- **What you are asked to do**
From the items below, extract and copy every line that contains the string "Each". Match case exactly.

- **Records for this exercise**
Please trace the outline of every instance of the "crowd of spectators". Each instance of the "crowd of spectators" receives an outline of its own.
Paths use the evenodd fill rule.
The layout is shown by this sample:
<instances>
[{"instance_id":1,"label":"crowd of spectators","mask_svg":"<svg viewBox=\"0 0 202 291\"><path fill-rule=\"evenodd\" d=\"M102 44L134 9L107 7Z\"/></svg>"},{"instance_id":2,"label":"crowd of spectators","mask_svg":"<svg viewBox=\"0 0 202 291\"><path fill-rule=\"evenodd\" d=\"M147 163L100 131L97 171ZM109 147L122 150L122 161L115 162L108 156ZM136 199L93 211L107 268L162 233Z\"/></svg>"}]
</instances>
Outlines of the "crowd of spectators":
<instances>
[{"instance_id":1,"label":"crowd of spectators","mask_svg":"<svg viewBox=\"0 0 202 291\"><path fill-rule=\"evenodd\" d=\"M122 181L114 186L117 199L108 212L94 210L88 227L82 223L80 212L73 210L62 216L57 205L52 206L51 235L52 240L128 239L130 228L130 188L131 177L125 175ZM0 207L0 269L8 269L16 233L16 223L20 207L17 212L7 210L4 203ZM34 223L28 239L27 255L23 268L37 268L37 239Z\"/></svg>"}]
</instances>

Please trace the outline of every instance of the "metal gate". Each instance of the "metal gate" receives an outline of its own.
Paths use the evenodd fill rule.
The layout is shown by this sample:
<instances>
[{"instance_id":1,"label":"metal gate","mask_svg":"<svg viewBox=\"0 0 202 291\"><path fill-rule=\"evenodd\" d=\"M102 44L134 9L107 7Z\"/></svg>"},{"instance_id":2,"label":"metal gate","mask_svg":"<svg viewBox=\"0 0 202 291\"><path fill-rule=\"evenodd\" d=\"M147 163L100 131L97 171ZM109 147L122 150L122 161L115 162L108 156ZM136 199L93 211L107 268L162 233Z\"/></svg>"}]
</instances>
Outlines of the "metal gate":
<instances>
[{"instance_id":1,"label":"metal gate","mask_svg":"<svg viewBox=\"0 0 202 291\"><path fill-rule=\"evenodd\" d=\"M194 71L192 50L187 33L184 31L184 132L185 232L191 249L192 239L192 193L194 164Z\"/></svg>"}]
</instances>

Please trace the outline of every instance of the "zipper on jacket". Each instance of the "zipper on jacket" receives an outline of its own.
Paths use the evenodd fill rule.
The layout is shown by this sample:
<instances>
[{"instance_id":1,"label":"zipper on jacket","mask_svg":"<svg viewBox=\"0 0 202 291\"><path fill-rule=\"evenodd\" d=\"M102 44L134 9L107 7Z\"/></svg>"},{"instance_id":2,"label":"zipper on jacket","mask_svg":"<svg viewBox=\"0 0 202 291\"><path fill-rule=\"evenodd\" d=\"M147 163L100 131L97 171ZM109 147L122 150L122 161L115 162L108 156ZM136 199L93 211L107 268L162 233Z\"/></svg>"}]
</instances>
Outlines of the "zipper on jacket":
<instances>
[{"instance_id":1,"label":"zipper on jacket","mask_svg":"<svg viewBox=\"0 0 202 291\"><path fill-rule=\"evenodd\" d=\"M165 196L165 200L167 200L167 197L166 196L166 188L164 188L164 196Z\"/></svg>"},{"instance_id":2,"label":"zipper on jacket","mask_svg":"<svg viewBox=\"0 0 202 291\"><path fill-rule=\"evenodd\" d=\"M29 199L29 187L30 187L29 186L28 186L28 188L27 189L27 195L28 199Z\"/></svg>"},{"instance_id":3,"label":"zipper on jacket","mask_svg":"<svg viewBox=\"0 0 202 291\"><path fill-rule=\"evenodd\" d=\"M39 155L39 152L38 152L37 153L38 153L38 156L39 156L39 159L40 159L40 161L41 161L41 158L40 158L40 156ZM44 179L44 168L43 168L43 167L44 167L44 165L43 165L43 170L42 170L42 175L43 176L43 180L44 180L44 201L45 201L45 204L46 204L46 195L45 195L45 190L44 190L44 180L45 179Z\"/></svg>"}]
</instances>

- **Result for this exercise**
Please trace the outline of every instance of the "crowd of spectators". Each instance of the "crowd of spectators" receives an outline of its own.
Please trace the outline of every instance of the "metal gate". Each instance of the "metal gate" receives an outline of its own.
Please trace the outline of every instance of the "zipper on jacket". Each instance of the "zipper on jacket" receives an outline of its own.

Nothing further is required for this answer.